Named-object pointing listing:
****************
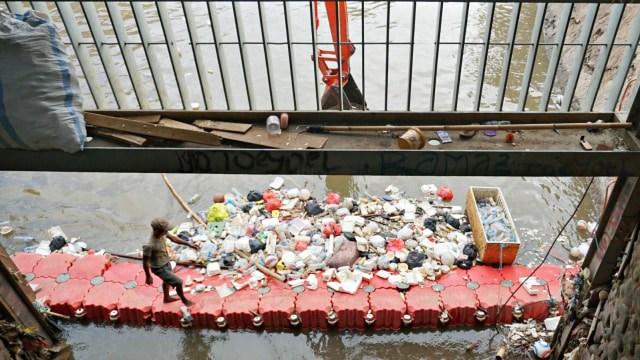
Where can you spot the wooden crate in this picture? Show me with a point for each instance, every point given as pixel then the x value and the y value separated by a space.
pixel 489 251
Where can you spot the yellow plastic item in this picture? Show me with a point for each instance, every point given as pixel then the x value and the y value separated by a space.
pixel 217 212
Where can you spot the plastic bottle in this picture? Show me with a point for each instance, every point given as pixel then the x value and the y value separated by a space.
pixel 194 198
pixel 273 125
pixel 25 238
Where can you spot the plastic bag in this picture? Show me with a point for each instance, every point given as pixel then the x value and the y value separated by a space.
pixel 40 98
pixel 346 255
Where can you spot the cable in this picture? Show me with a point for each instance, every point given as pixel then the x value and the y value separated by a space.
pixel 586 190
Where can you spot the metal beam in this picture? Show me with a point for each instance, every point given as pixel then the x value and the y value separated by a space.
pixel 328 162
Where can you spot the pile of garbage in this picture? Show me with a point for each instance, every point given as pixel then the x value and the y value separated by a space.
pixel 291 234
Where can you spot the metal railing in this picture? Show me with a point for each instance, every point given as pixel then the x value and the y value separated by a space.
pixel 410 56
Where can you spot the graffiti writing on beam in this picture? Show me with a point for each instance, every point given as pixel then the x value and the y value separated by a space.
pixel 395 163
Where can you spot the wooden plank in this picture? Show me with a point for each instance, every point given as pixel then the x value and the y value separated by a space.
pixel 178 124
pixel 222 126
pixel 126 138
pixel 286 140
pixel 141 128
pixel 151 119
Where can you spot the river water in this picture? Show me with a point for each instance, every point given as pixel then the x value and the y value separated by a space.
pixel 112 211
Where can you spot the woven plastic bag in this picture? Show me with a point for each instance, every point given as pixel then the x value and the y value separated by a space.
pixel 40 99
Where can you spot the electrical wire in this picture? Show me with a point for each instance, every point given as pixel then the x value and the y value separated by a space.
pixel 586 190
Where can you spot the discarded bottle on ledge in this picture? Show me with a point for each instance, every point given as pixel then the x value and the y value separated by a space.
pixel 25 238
****************
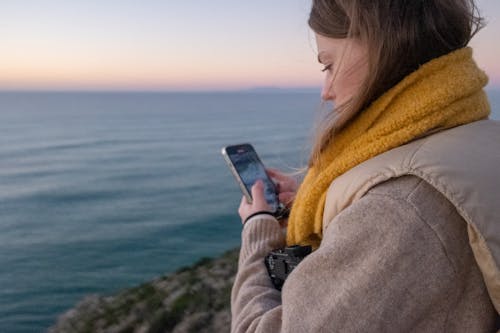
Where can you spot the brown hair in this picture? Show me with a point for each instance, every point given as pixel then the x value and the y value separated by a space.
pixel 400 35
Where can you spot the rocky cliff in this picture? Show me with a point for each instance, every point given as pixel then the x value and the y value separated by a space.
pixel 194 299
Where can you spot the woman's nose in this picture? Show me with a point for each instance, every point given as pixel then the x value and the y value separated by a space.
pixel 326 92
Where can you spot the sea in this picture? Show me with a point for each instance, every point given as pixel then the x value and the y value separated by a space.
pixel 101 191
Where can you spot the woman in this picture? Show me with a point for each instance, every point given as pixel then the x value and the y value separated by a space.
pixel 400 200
****************
Set exercise: Print the part of the listing that opens with the line containing "Where can you spot the sea" and closes with the line containing "pixel 400 200", copying every line exactly.

Final answer:
Where can you spot the sea in this picture? Show me with a point for each instance, every point given as pixel then the x value and the y value separated by a space.
pixel 101 191
Where can you spot the woman in this picture? Show me with a point for each instance, every point given as pixel then the x value and the y value separated by a space.
pixel 400 200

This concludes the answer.